TASK DESCRIPTION -> Make an exact copy of all the entries below, with the pictures left out.

DATA UNDER STUDY Block Start

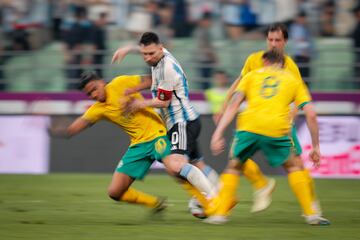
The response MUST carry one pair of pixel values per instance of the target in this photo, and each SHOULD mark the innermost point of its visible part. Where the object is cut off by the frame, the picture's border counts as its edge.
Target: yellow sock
(196, 193)
(227, 195)
(253, 173)
(311, 184)
(299, 184)
(134, 196)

DATA UNDER STUDY Block End

RESULT BELOW ->
The response MUST carry one pair of pixel values per instance of the target in this photo, and each SHOULD mark the innermost point of its visible part. Where the object is cut off by the frame, the picture's border counts as its edge.
Target: yellow sock
(196, 193)
(227, 195)
(253, 173)
(311, 184)
(299, 184)
(134, 196)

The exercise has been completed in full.